Textauszug
=======
# Blasc und Cosmos



## Ludoc (24. April 2005)

Hi,
nach längerem Suchen habe ich nun endlich gefunden warum ich nicht erscheine in der Statistik.

Wenn ich über cosmos starte werden die addondaten von blasc aus dem ordner gelöscht.
Wenn ich über WoW starte muß ich veraltete addons aktivieren, sonst geht es auch nicht. 
Warum ist das so und wie kann ich das ändern ?


----------



## Zubr (25. April 2005)

mach in dem Ordner AddOns einen neuen Ordner namens BLASCProfiler.nopatch , dan wird Cosmos das Ordner BLASCProfiler nicht mehr verändern und du kannst Cosmos weiter updaten.


----------



## Ludoc (25. April 2005)

stimmt, nun leert cosmos den ordner nicht mehr, aber er hat blasc auch nicht gestartet, es steht in der addonliste  nun nicht mehr drin


----------



## Regnor (26. April 2005)

wir kennen dieses problem, das cosmos den blasc addon ordner löscht.
aus diesem Grund überprüft BLASC beim start ob es den richtigen BLASC Ordner samt Dateien gibt. Wenn nicht legt BLASC diesen Ordner neu an und erzeugt die entsprechenden Dateien auch neu. 

Bisher werden dazu die Dateien aus dem BLASC/tmp Ordner verwendet. Mit der neuen Autoupdatefunktion (die sich zur Zeit intern in der Testphase befindet) solltet ihr dann immer die richtigen und aktuellesten Dateien haben (ohne bei jedem Update BLASC neu installieren zu müssen).


----------
=======
Bereitgestelltes Material
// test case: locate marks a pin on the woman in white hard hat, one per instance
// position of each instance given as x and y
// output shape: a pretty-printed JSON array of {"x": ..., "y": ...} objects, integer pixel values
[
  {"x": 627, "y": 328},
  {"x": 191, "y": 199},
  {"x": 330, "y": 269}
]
=======
Aufgabenstellung
Schreiben Sie aus dem Textauszug den Abschnitt von „## Ludoc (25.“ bis „(26. April 2005)“ wortgetreu ab. Die Datensätze sind eigenständiges Material und gehören nicht zum Textauszug.

Vollständige Lösung
## Ludoc (25. April 2005)

stimmt, nun leert cosmos den ordner nicht mehr, aber er hat blasc auch nicht gestartet, es steht in der addonliste  nun nicht mehr drin


----------



## Regnor (26. April 2005)